*** Block opens ***

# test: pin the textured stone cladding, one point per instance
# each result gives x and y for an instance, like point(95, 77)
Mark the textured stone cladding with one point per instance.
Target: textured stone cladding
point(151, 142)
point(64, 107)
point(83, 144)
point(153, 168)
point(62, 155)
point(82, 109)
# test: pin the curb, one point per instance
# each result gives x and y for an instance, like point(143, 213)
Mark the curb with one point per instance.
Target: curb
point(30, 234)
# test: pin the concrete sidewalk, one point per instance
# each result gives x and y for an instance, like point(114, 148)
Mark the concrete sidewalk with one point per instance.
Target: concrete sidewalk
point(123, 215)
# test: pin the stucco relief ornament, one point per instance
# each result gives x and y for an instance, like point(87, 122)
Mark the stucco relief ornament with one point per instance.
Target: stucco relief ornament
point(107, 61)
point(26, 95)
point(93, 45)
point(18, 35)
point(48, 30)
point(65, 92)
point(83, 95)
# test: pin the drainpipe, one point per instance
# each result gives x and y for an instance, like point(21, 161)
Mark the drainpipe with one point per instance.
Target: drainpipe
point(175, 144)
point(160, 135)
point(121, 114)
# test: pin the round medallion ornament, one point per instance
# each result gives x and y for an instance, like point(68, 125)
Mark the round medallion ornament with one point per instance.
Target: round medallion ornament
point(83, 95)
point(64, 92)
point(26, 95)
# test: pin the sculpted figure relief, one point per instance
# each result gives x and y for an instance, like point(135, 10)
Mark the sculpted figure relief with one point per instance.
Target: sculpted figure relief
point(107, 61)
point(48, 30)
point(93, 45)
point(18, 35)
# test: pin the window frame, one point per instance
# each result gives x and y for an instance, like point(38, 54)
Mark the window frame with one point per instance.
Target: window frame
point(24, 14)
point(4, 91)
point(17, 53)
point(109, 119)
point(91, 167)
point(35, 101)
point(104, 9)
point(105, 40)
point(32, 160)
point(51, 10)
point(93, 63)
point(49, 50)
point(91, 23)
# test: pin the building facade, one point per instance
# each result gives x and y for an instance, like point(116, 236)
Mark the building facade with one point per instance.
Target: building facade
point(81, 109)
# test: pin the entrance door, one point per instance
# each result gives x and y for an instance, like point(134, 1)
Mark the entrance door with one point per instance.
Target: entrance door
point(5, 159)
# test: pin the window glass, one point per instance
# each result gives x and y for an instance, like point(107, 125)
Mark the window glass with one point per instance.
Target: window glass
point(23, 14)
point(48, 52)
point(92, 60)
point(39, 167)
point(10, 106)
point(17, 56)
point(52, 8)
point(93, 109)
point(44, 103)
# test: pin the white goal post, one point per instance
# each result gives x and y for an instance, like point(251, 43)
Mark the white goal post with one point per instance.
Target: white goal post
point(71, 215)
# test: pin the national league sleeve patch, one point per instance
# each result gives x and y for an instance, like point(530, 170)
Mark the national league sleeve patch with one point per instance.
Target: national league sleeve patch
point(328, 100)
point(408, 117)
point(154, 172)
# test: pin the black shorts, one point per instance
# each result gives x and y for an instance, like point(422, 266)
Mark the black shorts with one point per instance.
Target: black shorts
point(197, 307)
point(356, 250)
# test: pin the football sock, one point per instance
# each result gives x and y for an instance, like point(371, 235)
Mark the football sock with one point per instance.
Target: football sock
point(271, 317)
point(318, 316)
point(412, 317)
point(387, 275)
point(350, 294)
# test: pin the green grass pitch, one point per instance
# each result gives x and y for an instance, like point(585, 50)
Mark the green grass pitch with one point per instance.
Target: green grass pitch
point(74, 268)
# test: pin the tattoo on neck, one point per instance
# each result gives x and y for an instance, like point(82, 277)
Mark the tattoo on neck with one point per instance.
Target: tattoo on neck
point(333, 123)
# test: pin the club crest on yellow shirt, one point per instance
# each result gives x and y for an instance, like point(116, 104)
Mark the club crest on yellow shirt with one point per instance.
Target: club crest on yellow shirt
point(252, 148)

*** Block closes ***

## TASK TO COMPLETE
Scan the lines above for "Mark the drainpipe" and for "like point(251, 43)". Repeat exactly the line holding each of them and every line in between.

## REPLY TO THE EXERCISE
Mark the drainpipe with one point per instance.
Target: drainpipe
point(175, 144)
point(160, 135)
point(121, 114)
# test: pin the round medallion ornament, one point per instance
# each result gives x and y for an instance, like point(68, 125)
Mark the round medallion ornament with one point per instance.
Target: round medallion ornament
point(83, 95)
point(64, 92)
point(26, 95)
# test: pin the sculpted figure relief, one point per instance
# each result gives x and y for an instance, like point(135, 10)
Mark the sculpted figure relief with one point per instance.
Target: sculpted figure relief
point(107, 61)
point(48, 30)
point(93, 45)
point(18, 35)
# test: pin the window frame, one point per instance
# each result gives x and y for an instance, like point(38, 54)
Mark the window frame with one point per instance.
Target: window frame
point(24, 14)
point(4, 91)
point(17, 53)
point(109, 119)
point(91, 167)
point(35, 101)
point(104, 9)
point(105, 40)
point(32, 160)
point(51, 10)
point(93, 63)
point(49, 50)
point(91, 23)
# test: pin the building facade, one point per instance
# each result gives x and y for an instance, like point(116, 236)
Mark the building facade with one point per instance.
Target: building facade
point(81, 109)
# test: pin the entrance door, one point per instance
# each result gives x and y for an instance, like point(134, 1)
Mark the entrance door with one point per instance.
Target: entrance door
point(5, 159)
# test: pin the window glass, one point per instance
# each result gives x and y for an instance, like point(107, 125)
Mark the window glass with one point per instance.
Target: window glass
point(23, 14)
point(48, 52)
point(92, 60)
point(39, 167)
point(10, 106)
point(17, 56)
point(52, 8)
point(93, 109)
point(44, 103)
# test: pin the white goal post, one point per instance
# each result gives x and y for an instance, like point(251, 43)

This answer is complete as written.